She was deeply influenced by the Russian Revolution and later, from 1936 onwards, by Gandhian philosophy. From 1939 she worked under Dr Rajendra Prasad in flood and earthquake relief, and in the same year she established and became the secretary of a women’s section of the Congress. She mobilised women during the Quit India movement and was imprisoned in 1940 and 1944. From 1941–42, she was involved with the All India Congress Committee at various levels.

In 1945 she became the co-ordinator of the Kasturba Gandhi National Memorial Trust. She worked with Jai Prakash Narayan, Ram Manohar Lohia and Aruna Asaf Ali. The chaos and pain of Partition made a deep impression on her, as did Gandhiji’s distress at his inability to prevent the suffering of divided India. Sucheta toured with him, trying to prevent bloodshed; she did not flinch from visiting the most remote trouble spots and was said to carry at all times a phial of arsenic with which to take her life should the need arise. However, it did not, and she survived the turmoil of Partition.

From 1948 to1951 she was a member of the Congress Working Committee and from 1958 to 1960 its president. She was a member of the Constituent Assembly of 1950. In 1949 she was a member of the Indian delegation to the United Nations General Assembly, and in 1954 of the delegation to Turkey. She led the Indian delegation to the United Nations conference on Asian Women in 1956. She became the first woman chief minister of India on 2 October 1963, and had to work very hard to organise and build an effective administrative system in her state of Uttar Pradesh. She held the post till March 1967.

She had a happy marriage and gave credit to her husband for bringing her into politics, as she said her primary interests were music and social work. She was able to fulfil her wish later by involving herself with the Lok Kalyan Samiti and several other organisations. She died in 1974, having retired from politics, disappointed with the direction of political progress in the country and disillusioned with party politics, though as committed as ever to the larger ideals of freedom and democracy.

*Task description*
From the biographical text, list each delegation she is said to have joined or led, with the year given for each.

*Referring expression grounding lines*
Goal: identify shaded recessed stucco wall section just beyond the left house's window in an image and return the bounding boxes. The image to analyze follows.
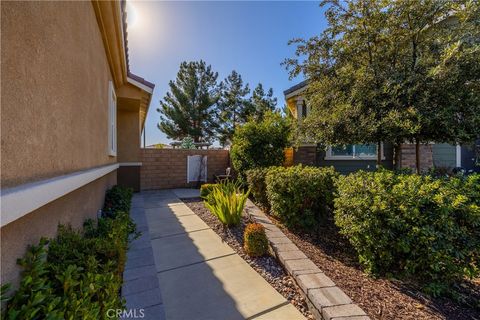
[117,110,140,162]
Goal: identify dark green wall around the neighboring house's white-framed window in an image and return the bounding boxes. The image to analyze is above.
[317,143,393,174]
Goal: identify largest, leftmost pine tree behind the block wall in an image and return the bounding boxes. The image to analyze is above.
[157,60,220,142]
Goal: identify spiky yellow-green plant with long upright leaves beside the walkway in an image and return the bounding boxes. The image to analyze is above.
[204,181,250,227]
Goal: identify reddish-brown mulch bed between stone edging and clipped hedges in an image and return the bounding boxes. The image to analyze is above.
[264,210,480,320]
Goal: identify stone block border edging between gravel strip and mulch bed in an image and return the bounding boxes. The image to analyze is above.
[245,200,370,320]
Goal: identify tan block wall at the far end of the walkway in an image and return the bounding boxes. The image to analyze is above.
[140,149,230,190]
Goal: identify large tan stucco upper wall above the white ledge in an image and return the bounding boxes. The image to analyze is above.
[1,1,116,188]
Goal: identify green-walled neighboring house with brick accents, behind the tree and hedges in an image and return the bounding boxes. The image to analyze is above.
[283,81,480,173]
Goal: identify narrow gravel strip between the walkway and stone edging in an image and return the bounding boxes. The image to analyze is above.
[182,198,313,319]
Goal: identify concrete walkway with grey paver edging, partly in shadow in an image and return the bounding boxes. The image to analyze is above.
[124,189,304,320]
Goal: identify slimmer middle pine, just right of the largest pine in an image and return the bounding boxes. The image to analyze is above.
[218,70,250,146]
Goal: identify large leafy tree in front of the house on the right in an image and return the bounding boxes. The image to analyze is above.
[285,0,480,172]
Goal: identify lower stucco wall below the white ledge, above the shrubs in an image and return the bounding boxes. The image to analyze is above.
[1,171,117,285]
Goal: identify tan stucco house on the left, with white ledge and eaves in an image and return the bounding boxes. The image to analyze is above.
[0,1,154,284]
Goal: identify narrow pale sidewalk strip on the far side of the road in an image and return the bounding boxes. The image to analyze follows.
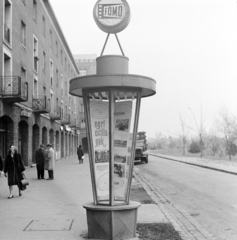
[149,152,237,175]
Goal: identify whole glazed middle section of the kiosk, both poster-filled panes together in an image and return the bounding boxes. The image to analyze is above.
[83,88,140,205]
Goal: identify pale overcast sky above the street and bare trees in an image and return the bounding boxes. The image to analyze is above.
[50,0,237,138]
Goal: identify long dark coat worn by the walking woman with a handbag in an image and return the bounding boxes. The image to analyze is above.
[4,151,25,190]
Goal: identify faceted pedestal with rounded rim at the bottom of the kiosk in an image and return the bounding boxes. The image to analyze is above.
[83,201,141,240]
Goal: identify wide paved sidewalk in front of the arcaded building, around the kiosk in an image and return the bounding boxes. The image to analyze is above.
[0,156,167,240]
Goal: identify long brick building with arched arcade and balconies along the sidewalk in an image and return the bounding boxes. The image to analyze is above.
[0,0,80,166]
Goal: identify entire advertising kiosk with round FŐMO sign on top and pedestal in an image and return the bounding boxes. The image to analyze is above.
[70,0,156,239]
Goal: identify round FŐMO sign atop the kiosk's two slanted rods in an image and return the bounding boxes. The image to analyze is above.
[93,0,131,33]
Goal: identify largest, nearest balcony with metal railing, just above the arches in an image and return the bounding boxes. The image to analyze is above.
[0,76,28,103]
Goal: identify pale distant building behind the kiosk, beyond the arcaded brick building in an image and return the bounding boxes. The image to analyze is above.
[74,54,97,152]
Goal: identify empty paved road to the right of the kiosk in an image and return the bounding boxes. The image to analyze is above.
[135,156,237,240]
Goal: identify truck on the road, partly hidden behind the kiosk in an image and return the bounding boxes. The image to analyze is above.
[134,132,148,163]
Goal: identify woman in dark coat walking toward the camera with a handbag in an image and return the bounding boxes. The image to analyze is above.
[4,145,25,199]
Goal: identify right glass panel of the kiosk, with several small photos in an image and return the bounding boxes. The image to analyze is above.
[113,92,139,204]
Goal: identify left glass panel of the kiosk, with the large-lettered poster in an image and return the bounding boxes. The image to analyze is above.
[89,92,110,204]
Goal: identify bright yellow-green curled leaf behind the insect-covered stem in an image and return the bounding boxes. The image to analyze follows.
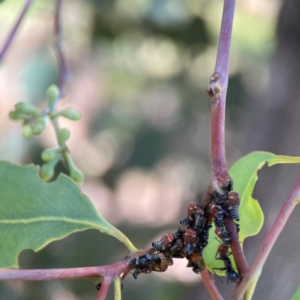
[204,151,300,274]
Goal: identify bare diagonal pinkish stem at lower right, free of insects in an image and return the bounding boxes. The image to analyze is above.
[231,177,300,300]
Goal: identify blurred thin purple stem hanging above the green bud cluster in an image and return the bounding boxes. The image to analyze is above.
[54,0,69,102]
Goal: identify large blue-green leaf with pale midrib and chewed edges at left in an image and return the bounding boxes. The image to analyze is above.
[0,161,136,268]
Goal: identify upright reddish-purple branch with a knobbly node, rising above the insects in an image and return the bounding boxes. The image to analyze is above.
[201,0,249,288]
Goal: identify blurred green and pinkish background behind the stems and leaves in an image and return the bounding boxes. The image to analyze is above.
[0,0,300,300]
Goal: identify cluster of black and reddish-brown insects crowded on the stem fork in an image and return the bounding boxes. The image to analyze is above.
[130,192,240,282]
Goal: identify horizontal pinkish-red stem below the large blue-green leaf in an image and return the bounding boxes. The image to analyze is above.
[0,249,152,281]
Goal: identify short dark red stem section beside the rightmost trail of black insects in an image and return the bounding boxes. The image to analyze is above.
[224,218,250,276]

==

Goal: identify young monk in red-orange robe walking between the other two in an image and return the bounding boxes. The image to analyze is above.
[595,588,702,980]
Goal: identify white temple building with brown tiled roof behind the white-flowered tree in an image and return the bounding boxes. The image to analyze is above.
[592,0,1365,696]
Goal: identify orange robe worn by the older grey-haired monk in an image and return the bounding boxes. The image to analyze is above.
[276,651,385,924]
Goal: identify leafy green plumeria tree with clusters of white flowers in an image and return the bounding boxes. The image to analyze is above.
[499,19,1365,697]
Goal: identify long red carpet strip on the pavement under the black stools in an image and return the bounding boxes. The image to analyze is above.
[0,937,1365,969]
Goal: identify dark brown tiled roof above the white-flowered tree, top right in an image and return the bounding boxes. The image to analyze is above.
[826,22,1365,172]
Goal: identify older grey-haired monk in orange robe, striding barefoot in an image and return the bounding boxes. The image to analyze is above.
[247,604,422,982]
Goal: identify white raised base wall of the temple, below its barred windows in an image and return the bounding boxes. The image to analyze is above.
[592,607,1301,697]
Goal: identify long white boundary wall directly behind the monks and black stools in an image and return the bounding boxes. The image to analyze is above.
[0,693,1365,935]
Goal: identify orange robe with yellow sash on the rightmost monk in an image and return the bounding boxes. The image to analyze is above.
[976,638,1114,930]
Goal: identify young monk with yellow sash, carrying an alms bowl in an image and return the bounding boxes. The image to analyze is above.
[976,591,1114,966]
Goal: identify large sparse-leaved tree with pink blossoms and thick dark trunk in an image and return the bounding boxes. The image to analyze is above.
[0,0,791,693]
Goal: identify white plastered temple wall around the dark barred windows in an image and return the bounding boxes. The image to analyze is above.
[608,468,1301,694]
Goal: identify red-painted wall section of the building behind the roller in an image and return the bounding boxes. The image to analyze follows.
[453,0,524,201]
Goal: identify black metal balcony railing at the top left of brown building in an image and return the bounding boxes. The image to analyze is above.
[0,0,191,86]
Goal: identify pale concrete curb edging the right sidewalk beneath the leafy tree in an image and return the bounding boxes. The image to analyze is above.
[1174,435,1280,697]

* * *

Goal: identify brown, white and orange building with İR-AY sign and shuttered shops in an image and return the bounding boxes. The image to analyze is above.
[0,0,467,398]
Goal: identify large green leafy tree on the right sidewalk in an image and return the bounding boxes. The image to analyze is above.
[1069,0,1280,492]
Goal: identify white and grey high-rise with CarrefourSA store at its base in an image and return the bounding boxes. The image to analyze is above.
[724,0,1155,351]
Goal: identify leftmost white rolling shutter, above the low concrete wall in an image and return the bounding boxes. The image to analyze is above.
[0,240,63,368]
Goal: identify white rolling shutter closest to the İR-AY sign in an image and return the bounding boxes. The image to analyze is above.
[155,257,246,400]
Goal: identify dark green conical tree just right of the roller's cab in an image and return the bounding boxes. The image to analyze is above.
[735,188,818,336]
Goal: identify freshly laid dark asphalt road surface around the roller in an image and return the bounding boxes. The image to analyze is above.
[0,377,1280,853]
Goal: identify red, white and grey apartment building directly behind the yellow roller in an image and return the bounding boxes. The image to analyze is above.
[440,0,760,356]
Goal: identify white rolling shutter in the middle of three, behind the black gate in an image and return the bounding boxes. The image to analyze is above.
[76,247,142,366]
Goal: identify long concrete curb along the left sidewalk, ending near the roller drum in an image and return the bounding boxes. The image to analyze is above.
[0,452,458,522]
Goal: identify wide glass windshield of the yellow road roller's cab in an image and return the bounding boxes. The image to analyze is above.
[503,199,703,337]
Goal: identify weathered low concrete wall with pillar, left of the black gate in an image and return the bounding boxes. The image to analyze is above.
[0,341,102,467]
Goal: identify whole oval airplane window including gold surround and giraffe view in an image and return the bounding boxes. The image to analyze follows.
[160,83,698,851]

*Exercise response*
- Indian delegation to the United Nations General Assembly, 1949
- Delegation to Turkey, 1954
- Indian delegation to the United Nations conference on Asian Women, 1956 (which she led)